## YOUR OBJECTIVE
Could you copy each line of the listing that holds "sleeve"?

----------------

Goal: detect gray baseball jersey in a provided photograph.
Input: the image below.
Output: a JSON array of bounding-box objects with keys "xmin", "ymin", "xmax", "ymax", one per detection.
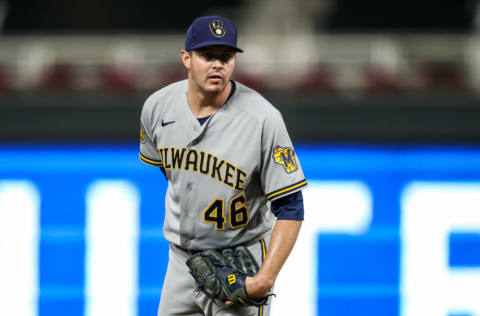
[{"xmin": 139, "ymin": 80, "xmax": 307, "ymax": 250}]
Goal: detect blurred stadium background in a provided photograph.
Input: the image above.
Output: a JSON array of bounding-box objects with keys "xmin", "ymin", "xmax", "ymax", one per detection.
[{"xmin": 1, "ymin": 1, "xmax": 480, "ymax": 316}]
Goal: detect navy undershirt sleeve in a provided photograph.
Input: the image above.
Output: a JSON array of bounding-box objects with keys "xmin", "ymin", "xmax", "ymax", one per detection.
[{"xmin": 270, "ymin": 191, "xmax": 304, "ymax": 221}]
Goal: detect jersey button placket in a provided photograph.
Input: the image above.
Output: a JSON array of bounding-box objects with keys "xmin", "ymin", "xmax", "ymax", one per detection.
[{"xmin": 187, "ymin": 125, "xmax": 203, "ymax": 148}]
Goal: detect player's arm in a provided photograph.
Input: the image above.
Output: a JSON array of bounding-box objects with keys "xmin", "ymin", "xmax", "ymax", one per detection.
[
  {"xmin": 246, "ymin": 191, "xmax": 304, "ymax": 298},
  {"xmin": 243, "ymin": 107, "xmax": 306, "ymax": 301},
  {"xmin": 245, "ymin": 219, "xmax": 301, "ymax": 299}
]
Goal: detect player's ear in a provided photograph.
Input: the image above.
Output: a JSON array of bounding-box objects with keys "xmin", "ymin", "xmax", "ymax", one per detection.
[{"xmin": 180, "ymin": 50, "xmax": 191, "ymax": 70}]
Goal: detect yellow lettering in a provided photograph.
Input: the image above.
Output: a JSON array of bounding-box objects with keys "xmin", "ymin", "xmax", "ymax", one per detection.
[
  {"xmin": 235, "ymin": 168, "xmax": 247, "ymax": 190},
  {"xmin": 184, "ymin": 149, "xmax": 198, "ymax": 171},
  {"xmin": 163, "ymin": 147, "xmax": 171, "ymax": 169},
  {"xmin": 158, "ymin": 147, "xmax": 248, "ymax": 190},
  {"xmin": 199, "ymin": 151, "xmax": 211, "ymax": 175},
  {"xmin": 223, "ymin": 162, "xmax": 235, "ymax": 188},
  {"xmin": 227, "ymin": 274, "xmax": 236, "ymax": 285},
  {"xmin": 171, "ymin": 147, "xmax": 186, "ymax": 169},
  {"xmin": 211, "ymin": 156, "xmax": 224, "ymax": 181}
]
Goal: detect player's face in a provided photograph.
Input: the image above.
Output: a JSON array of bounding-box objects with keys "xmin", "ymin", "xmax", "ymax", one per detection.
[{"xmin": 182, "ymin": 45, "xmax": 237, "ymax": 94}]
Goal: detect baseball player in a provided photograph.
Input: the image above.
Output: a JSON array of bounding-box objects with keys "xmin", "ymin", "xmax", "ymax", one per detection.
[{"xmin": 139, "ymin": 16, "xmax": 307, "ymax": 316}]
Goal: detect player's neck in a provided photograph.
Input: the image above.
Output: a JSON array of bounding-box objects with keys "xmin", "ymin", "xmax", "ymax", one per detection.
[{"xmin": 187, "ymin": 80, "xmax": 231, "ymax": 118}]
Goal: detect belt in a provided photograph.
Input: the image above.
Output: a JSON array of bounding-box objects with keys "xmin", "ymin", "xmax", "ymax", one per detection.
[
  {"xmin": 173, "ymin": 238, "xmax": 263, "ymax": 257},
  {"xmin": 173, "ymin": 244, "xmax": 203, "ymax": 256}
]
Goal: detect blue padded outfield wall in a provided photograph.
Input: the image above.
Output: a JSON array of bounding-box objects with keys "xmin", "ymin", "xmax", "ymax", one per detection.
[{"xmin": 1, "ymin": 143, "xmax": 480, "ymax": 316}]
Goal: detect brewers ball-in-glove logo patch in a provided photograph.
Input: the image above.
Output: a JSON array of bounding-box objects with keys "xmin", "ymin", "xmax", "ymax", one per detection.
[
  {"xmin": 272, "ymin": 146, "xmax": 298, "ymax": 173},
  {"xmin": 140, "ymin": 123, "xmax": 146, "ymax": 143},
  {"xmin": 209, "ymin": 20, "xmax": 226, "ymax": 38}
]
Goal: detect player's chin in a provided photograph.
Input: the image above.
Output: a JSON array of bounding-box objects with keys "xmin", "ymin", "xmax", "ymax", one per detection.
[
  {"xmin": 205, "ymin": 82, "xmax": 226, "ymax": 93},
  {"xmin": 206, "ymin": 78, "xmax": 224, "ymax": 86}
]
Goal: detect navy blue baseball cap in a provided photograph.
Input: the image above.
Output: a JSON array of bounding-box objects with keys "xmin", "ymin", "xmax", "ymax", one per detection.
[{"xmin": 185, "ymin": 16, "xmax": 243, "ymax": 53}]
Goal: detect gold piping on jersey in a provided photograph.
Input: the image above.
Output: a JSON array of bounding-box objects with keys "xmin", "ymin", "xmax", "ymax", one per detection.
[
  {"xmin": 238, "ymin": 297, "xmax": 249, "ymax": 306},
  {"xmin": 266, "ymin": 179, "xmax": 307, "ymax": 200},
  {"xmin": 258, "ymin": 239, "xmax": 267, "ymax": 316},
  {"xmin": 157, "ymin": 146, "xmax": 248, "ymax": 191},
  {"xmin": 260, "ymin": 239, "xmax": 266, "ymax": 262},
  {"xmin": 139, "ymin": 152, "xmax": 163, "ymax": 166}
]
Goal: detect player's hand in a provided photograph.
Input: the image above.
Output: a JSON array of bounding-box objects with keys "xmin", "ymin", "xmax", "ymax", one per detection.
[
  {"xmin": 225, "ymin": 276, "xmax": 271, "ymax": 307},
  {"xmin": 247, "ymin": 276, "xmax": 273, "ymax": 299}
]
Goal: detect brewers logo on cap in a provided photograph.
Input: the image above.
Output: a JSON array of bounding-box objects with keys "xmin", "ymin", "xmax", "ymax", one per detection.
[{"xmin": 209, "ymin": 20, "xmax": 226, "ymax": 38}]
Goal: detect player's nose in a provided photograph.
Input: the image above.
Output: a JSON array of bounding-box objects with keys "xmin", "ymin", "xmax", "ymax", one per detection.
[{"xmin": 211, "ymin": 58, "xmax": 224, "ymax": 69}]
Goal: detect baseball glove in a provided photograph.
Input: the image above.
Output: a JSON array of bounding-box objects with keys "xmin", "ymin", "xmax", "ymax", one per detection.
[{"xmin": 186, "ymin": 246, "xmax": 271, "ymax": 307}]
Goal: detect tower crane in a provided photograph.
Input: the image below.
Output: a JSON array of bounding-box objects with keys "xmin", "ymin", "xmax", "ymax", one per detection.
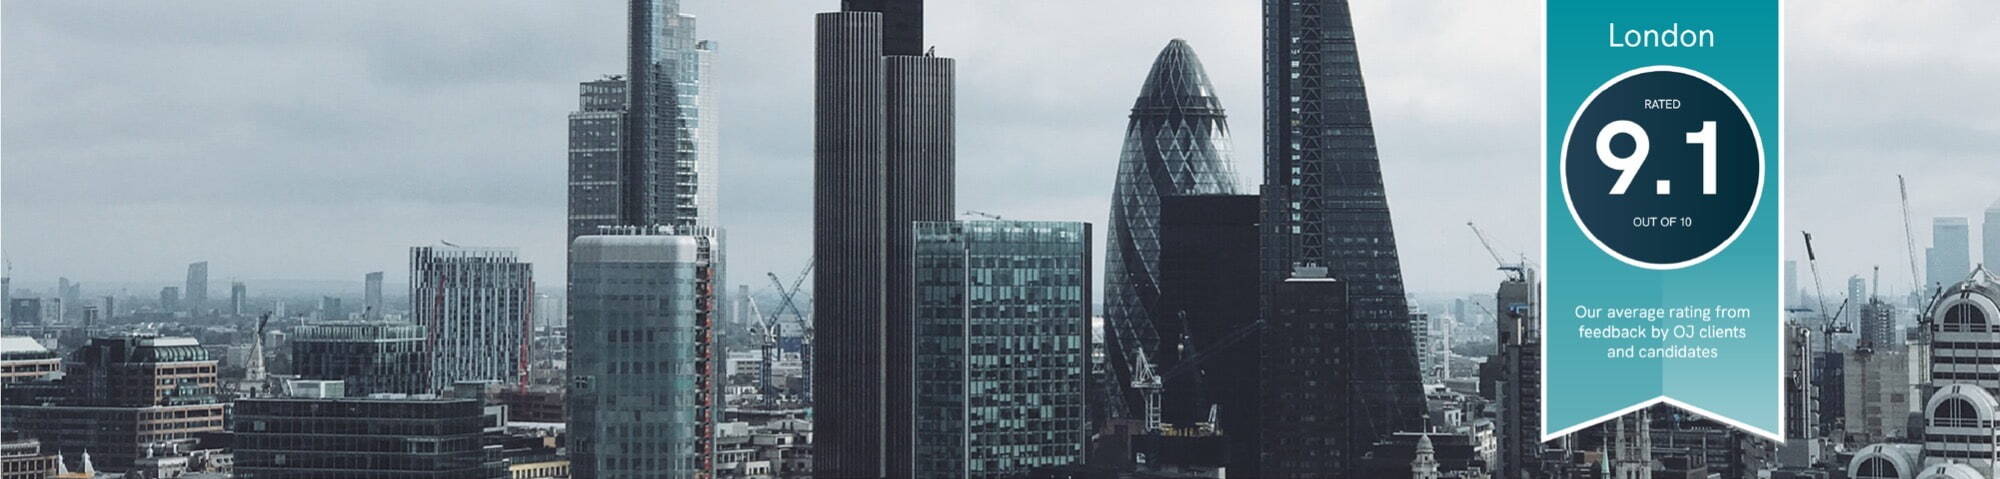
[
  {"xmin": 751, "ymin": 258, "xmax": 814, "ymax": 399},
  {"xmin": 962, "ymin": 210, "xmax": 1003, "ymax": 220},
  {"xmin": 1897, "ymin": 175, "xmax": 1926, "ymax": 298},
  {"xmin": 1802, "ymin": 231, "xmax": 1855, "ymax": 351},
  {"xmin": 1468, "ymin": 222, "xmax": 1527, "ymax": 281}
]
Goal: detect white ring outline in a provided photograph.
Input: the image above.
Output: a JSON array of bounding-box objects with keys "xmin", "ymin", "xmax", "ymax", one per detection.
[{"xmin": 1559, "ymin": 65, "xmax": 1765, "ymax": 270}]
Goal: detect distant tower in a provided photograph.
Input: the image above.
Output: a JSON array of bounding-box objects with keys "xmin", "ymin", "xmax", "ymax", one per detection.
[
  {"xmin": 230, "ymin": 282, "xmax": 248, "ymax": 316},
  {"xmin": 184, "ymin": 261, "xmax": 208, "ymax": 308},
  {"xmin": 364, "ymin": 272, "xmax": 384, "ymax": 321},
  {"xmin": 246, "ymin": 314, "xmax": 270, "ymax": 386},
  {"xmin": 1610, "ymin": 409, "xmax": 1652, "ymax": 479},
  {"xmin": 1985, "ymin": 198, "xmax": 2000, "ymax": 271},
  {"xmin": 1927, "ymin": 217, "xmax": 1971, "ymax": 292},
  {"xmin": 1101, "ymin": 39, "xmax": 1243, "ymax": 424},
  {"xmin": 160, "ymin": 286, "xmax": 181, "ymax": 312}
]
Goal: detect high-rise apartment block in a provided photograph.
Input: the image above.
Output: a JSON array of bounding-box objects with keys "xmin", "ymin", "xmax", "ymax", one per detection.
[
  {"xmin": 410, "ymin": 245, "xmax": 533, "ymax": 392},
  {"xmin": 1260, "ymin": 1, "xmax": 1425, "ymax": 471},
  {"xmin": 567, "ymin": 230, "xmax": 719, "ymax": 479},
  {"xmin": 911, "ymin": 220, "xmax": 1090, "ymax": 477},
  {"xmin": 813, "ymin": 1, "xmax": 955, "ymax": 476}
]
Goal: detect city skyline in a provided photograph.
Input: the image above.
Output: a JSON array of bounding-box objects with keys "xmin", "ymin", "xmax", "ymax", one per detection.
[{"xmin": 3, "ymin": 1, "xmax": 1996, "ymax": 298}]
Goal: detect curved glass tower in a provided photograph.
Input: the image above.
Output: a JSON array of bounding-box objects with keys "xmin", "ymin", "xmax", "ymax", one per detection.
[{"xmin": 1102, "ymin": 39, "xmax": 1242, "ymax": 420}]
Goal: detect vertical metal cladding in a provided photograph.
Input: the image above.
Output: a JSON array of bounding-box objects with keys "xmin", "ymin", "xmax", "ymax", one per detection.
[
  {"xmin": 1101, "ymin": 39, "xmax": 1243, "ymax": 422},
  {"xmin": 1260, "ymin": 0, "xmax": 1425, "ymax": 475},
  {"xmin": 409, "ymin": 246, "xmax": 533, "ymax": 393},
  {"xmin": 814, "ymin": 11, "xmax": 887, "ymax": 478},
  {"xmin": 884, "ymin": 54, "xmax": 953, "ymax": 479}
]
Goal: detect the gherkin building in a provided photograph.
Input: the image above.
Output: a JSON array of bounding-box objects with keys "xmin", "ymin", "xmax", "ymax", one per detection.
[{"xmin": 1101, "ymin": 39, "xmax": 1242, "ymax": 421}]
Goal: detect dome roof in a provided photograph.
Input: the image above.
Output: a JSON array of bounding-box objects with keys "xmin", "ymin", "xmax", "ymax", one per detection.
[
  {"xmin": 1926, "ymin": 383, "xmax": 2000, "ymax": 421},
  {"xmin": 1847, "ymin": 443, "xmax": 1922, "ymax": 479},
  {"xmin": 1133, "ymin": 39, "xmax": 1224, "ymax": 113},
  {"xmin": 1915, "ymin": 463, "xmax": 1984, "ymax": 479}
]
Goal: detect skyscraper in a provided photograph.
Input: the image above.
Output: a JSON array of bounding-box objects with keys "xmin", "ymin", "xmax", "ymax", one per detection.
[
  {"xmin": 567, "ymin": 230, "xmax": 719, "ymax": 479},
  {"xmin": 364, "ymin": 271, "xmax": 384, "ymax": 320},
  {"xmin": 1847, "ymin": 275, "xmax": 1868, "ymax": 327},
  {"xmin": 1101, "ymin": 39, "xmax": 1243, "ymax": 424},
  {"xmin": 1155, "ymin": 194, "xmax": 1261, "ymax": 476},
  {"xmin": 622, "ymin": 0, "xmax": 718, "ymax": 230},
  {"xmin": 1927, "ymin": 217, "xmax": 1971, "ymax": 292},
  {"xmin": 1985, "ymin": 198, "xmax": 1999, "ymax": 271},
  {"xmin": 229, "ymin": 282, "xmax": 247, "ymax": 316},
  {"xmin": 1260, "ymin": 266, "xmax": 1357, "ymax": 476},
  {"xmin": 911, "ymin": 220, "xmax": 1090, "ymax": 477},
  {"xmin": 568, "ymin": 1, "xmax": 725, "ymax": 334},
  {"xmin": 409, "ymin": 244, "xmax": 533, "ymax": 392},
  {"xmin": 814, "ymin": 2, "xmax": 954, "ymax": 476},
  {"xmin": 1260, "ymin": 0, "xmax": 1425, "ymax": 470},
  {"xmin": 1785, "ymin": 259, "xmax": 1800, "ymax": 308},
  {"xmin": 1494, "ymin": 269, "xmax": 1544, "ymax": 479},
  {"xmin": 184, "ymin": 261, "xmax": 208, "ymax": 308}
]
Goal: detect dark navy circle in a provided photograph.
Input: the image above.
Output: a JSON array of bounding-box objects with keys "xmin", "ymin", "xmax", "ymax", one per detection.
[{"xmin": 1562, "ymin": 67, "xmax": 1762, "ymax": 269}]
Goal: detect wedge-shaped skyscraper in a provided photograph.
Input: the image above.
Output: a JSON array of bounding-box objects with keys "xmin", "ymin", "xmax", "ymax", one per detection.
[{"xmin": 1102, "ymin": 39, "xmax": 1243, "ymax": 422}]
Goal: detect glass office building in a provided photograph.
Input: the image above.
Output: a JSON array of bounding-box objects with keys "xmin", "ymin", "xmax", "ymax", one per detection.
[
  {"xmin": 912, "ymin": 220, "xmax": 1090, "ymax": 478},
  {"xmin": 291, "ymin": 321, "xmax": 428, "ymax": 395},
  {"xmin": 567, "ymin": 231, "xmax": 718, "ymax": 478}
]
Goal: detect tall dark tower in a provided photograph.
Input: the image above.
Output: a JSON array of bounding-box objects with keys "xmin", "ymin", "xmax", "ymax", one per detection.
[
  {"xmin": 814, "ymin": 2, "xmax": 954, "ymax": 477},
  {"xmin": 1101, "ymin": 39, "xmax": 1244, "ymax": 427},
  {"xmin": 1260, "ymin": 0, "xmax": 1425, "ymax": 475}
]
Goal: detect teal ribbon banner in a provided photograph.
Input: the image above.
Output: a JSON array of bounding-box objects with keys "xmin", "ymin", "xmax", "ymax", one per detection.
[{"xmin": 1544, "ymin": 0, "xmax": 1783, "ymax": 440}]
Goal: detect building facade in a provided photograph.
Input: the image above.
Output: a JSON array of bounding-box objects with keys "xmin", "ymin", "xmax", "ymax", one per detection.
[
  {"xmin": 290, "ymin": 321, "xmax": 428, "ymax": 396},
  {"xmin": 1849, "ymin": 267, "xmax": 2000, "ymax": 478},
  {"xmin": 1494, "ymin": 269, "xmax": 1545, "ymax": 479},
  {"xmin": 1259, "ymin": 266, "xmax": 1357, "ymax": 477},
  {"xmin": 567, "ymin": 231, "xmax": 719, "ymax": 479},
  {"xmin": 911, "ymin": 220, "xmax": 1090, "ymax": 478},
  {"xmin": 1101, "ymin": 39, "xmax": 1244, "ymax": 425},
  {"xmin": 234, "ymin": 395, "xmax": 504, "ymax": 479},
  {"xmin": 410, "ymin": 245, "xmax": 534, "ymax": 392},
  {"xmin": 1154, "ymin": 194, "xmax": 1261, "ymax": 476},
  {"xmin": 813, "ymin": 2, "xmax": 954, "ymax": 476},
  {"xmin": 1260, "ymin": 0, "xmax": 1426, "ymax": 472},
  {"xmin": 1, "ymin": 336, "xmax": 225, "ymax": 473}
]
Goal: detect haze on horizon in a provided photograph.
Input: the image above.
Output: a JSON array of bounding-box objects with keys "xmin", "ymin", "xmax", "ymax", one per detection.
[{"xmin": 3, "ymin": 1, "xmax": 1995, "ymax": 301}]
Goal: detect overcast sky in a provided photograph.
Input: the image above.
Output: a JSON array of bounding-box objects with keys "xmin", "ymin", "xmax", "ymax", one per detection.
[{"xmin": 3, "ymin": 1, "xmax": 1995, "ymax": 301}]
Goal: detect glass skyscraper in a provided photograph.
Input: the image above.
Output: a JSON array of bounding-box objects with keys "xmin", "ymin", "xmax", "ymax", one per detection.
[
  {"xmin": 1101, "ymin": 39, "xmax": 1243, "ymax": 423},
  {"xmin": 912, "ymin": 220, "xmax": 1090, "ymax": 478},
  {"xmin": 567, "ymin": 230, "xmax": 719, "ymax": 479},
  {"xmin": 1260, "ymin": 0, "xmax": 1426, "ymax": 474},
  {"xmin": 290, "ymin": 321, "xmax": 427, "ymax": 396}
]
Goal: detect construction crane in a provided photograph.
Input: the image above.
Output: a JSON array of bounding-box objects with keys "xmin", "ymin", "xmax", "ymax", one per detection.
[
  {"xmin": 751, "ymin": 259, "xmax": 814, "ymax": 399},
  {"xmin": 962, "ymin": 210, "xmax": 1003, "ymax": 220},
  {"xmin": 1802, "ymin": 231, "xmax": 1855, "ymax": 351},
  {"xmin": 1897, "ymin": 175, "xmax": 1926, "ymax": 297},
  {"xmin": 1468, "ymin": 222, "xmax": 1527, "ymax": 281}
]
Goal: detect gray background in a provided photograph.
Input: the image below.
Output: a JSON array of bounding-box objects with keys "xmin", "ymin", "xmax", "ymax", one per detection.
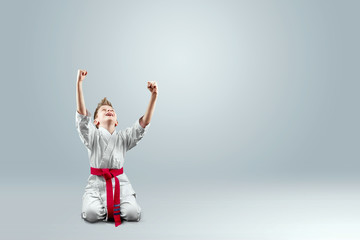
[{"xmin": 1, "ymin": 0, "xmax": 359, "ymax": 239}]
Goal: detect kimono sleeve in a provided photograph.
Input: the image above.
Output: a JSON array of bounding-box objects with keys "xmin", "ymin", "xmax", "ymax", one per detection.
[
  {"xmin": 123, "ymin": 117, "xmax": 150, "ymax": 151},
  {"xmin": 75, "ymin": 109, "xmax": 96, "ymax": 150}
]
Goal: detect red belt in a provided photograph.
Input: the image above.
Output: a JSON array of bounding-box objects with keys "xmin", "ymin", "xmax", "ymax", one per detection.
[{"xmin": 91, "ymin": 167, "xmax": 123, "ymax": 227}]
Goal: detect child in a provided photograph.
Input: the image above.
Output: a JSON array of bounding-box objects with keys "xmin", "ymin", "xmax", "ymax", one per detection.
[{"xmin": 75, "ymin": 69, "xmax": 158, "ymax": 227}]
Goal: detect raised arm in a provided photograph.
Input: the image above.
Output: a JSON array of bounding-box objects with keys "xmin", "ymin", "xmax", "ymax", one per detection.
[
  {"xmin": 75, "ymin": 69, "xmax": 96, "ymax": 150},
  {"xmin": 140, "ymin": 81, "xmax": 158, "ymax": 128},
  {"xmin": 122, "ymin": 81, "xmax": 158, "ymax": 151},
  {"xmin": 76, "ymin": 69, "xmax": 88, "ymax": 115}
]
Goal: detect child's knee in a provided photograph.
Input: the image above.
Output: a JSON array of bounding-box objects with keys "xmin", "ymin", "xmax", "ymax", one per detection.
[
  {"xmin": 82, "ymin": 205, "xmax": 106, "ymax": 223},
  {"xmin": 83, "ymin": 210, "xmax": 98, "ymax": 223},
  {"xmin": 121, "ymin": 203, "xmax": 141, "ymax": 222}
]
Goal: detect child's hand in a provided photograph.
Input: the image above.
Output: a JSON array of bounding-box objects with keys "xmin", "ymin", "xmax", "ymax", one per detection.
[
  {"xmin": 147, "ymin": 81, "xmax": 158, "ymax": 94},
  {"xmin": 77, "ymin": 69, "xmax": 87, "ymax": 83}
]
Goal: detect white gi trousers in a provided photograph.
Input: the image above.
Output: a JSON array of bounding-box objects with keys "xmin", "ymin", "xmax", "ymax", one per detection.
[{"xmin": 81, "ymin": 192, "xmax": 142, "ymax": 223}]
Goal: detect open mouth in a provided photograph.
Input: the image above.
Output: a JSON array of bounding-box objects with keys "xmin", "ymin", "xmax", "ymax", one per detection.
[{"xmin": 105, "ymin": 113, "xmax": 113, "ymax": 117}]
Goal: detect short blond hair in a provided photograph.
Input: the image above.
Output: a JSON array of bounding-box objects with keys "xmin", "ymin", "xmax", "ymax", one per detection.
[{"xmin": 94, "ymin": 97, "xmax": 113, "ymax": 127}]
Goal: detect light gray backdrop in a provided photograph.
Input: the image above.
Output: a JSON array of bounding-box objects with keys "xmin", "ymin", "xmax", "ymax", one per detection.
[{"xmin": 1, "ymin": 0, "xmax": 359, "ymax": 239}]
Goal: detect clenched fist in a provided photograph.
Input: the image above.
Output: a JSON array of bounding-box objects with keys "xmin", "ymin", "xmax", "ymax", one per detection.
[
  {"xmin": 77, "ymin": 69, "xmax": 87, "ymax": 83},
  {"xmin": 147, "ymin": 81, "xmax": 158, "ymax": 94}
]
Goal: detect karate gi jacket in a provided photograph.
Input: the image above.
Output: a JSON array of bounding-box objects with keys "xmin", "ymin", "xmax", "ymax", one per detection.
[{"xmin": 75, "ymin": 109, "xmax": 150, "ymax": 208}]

----------------

## EXPECTED OUTPUT
Goal: detect navy undershirt sleeve in a provided photograph.
Goal: detect kimono sleeve in a provided photograph.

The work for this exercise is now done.